• Task directions: Only the pictures are to be left out; set down the rest of the records exactly.

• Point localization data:
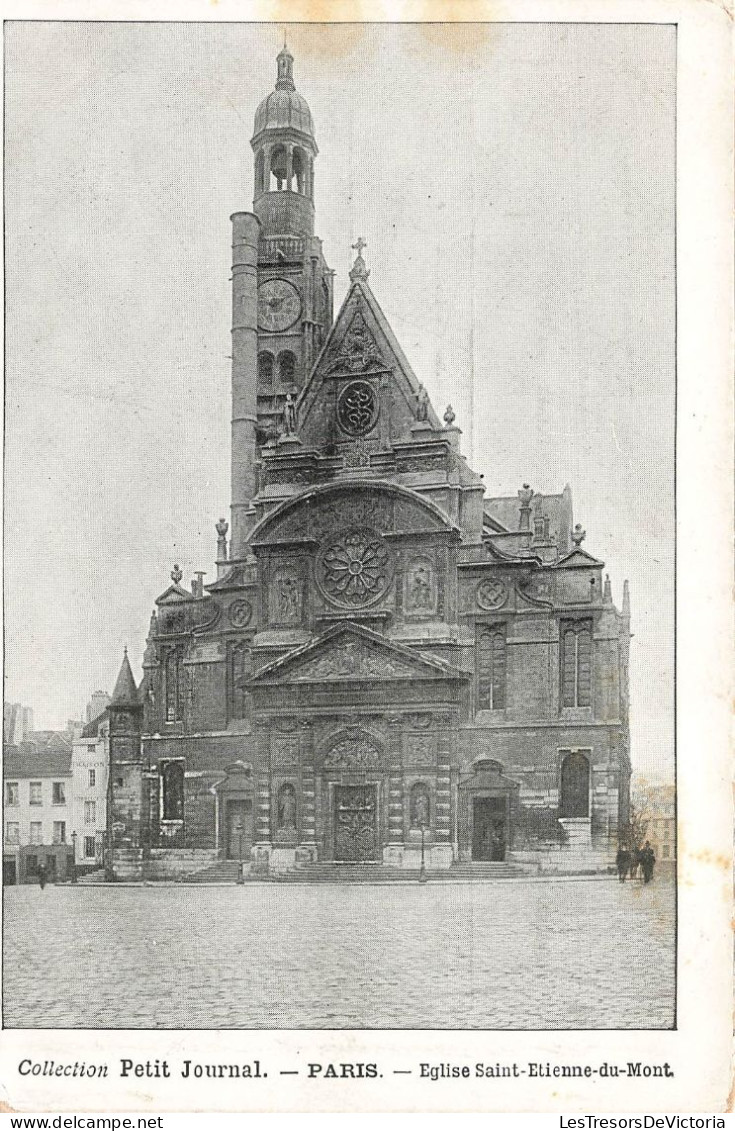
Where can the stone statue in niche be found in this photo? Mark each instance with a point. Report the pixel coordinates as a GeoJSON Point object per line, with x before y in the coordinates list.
{"type": "Point", "coordinates": [290, 416]}
{"type": "Point", "coordinates": [286, 595]}
{"type": "Point", "coordinates": [420, 808]}
{"type": "Point", "coordinates": [287, 809]}
{"type": "Point", "coordinates": [420, 589]}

• Result of this exercise:
Where can the stone statue in niche be found in this photo? Mark each instance with a point. Report the pixel coordinates as a GeoJSON Point object per line, with x before y in the coordinates list.
{"type": "Point", "coordinates": [290, 416]}
{"type": "Point", "coordinates": [286, 595]}
{"type": "Point", "coordinates": [420, 808]}
{"type": "Point", "coordinates": [287, 809]}
{"type": "Point", "coordinates": [420, 589]}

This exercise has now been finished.